Bronfragment:
——————

Notaris moet bankgarantie inroepen ondanks restitutierisico

Thomas van Vugt Thomas van Vugt 25 februari 2014 3 min

Een vastgoedhandelaar kocht een bedrijfspand, maar neemt het pand daarna niet af. De vastgoedhandelaar werd door de rechter veroordeeld tot betaling van een bedrag van meer dan een miljoen euro maar ging in hoger beroep. In de tussentijd weigerde de notaris de gestelde bankgarantie uit te betalen aan de verkoper. Mocht hij weigeren?  Incasso advocaat Thomas van Vugt legt het arrest uit.

Bankgarantie als zekerheid

In de koopovereenkomst stond dat de notaris verplicht was de betaalde waarborgsom onder zich te houden totdat er op grond van een onherroepelijk vonnis (een vonnis waarvan de beroepstermijn is verlopen) vast zou staan, aan wie de waarborgsom toe zou komen. Een bankgarantie zou tot die tijd moeten worden verlengd, bij gebreke waarvan de notaris verplicht was de bankgarantie te innen. De koper had een bankgarantie gesteld voor ongeveer € 900.000,–. Dat is een soort zekerheid voor betaling die de koper bij een bank kan regelen. De verkoper kan die bankgarantie meestal inroepen op het moment dat blijkt dat de koper niet (op tijd) betaalt. De koper nam het pand niet af en betaalde ook de koopprijs niet. De koper werd veroordeeld door de rechter tot betaling van meer dan een miljoen euro maar ging daartegen in beroep. De verkoper eiste vervolgens in een kort geding dat de notaris de bankgarantie zou inroepen en aan hem moest uitbetalen.

——————

[Gegevens voor het lokaliseren van objecten met natuurlijke taal]
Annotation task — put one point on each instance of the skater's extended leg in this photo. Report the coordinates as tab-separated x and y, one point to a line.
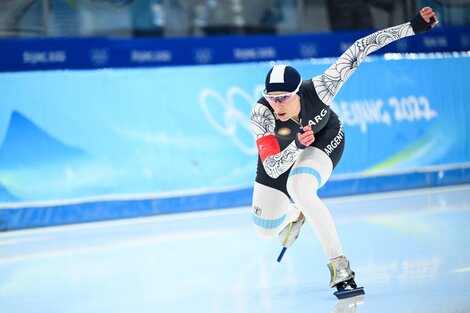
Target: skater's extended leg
310	172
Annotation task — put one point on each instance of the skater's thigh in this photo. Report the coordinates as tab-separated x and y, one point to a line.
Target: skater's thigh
269	209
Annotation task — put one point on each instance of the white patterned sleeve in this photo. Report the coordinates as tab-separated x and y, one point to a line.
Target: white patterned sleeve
263	124
328	84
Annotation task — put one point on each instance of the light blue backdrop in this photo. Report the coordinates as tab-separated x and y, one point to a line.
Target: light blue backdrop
180	130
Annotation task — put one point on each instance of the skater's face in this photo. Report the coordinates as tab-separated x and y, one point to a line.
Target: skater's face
285	105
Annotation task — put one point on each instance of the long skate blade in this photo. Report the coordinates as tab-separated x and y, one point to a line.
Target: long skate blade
348	293
279	258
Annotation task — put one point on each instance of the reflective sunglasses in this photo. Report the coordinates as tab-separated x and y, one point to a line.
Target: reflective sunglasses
272	99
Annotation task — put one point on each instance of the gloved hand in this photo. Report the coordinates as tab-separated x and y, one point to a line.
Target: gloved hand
304	137
424	20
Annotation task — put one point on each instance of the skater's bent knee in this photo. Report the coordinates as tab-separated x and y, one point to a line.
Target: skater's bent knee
265	233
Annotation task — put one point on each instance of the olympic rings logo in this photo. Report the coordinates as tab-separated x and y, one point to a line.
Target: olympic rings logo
229	115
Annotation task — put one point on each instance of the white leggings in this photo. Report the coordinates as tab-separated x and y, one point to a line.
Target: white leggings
271	211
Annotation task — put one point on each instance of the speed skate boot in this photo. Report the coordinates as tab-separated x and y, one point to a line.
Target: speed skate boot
342	277
290	233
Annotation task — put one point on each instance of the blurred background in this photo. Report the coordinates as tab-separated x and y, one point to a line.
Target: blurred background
109	102
165	18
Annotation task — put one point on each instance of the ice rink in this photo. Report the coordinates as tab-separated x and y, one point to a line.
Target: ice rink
409	250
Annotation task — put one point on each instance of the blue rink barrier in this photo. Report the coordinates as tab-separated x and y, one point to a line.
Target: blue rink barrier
94	53
70	139
83	212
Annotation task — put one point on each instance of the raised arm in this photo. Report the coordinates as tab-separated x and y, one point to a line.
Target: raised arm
275	161
328	84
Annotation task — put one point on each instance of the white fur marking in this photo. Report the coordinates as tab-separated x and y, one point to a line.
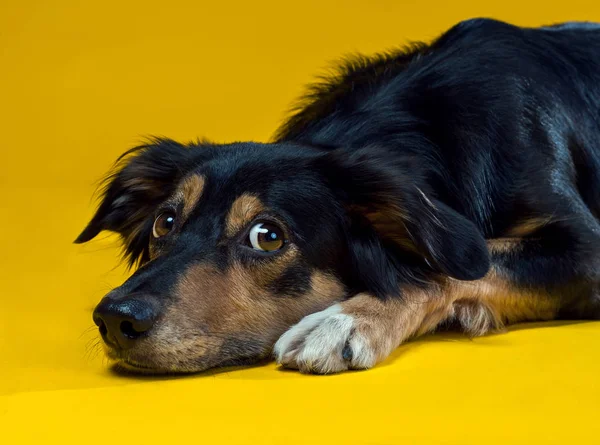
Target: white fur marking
317	342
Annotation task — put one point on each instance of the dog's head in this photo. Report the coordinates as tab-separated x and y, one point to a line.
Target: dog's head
237	242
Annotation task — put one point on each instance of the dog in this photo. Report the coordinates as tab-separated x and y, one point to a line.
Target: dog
446	185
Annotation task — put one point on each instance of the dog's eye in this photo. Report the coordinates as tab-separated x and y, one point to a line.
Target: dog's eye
267	237
163	224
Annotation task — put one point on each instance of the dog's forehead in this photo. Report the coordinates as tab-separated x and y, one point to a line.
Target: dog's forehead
268	173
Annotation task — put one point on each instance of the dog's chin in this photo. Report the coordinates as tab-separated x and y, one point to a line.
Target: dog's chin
123	366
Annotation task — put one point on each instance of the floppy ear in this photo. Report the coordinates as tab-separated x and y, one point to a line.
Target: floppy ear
144	177
393	198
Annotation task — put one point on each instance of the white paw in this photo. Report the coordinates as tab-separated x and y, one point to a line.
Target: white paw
325	342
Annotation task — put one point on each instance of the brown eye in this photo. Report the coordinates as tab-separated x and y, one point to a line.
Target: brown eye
163	224
267	237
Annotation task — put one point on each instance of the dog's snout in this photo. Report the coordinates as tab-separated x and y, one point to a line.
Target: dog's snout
121	322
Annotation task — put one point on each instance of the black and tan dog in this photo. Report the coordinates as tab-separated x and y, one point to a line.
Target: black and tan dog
451	184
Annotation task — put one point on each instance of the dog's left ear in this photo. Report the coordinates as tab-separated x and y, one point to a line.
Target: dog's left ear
391	196
145	176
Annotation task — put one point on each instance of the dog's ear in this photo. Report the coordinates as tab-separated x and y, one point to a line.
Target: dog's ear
394	200
144	177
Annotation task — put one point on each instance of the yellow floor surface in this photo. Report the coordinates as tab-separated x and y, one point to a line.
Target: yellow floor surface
80	82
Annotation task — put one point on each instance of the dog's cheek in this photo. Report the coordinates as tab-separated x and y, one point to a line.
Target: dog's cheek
230	318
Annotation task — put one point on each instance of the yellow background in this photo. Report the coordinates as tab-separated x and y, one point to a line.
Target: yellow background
80	82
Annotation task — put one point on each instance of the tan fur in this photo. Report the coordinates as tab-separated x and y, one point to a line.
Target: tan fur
480	307
504	245
243	210
213	308
190	190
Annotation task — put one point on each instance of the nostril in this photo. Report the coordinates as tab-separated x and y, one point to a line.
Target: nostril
102	328
129	331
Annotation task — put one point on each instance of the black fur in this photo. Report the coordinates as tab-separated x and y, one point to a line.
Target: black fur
399	167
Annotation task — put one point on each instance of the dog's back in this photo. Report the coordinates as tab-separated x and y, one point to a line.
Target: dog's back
486	108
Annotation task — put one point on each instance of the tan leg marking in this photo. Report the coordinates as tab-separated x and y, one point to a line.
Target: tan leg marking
190	190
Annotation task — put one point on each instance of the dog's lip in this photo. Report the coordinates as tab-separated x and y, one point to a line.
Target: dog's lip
134	365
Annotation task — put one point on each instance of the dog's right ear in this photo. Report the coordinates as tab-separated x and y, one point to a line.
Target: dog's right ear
144	177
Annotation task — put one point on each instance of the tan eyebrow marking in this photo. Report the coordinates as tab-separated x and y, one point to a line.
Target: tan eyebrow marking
243	210
190	190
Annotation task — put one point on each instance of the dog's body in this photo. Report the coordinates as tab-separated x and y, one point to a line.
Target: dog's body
457	183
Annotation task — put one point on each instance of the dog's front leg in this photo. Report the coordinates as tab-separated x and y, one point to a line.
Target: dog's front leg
358	333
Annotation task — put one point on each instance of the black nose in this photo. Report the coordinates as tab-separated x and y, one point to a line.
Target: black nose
122	321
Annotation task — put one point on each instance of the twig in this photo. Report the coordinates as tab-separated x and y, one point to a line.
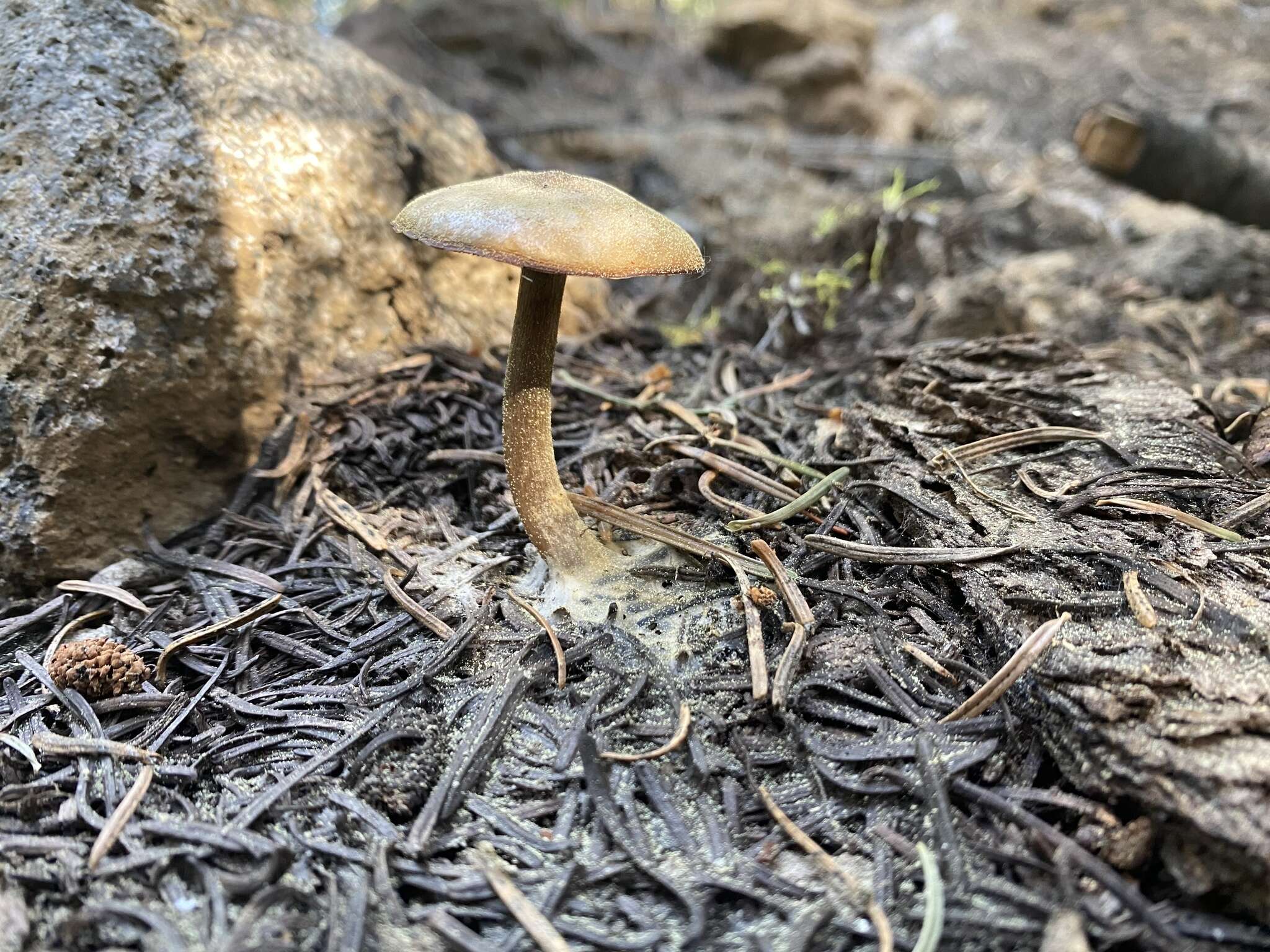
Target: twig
681	734
211	631
551	635
1033	648
858	895
1142	506
413	609
118	819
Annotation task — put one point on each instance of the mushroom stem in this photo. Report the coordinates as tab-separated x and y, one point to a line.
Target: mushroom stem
549	517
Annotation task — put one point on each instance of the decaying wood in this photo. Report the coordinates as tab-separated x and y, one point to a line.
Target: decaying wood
1178	162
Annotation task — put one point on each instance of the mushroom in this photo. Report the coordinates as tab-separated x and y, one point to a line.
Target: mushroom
551	225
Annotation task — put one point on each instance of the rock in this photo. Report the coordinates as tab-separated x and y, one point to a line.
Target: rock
197	215
815	68
747	33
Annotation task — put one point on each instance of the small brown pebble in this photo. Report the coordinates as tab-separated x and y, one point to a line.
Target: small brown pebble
97	668
762	597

——————

Opdrachten:
1) Voor welk bedrag had de koper volgens het bronfragment over de bankgarantie een bankgarantie gesteld?
2) Geef bij elke bewering aan of die overeenkomt met het bronfragment over de bankgarantie, met ja of nee en de doorslaggevende woorden letterlijk aangehaald.
(a) De koper nam het pand af, maar betaalde de koopprijs niet.
(b) De verkoper eiste in een kort geding dat de notaris de bankgarantie zou inroepen.
(c) Volgens de koopovereenkomst mocht de notaris de waarborgsom direct aan de verkoper uitbetalen.
3) Pak het bronfragment over de bankgarantie op na de laatste zin en schrijf het verder.

Genummerde antwoorden:
1) Voor ongeveer € 900.000,–.

2)
(a) Nee: "De koper nam het pand niet af en betaalde ook de koopprijs niet."
(b) Ja: "De verkoper eiste vervolgens in een kort geding dat de notaris de bankgarantie zou inroepen en aan hem moest uitbetalen."
(c) Nee: "de notaris verplicht was de betaalde waarborgsom onder zich te houden totdat er op grond van een onherroepelijk vonnis (een vonnis waarvan de beroepstermijn is verlopen) vast zou staan, aan wie de waarborgsom toe zou komen."

3)
Kort geding geeft voorlopige beslissing

Het kort geding is een geheel zelfstandige procedure, gericht op het verkrijgen van een voorlopige beslissing vooruitlopend op een eventuele bodemprocedure. De rechter die recht spreekt in kort geding heet voorzieningenrechter. De voorzieningenrechter geeft geen definitief oordeel over het geschil. Zijn beslissing is slechts voorlopig: de bodemrechter maakt zijn eigen afweging en kan tot een ander oordeel komen. Soms kan het zo zijn dat een toegewezen geldvordering in kort geding, weer moet worden terugbetaald na het oordeel van een bodemrechter. Als er in een kort geding geld wordt gevorderd, toetst de voorzieningenrechter dan ook altijd of er sprake is van een ‘restitutierisico’. Daarvan is sprake als de eiser van de geldvordering in geldnood zit en mogelijk na een definitief oordeel van bodemrechter het geld – na toewijzing door de voorzieningenrechter – niet meer kan terugbetalen. In de regel wijst de voorzieningenrechter daarom een geldvordering af, als er een restitutierisico bestaat.

Restitutierisico door partijen voorzien

In de bovenstaande casus stelde de notaris dat de verkoper in geldnood zat. Er zou daarom sprake zijn van een restitutierisico. De voorzieningenrechter zou daarom de notaris niet mogen verplichten tot het inroepen van de bankgarantie, omdat de verkoper die misschien later niet meer zou kunnen terugbetalen. Het Hof Amsterdam oordeelde echter dat partijen in de koopovereenkomst het restitutierisico ‘op de koop toe hadden genomen’ door af te spreken dat aanspraak gemaakt zou kunnen worden op de bankgarantie op basis van een veroordelend vonnis. Dat de koper tegen dat vonnis in hoger beroep is gegaan, doet daaraan niet af.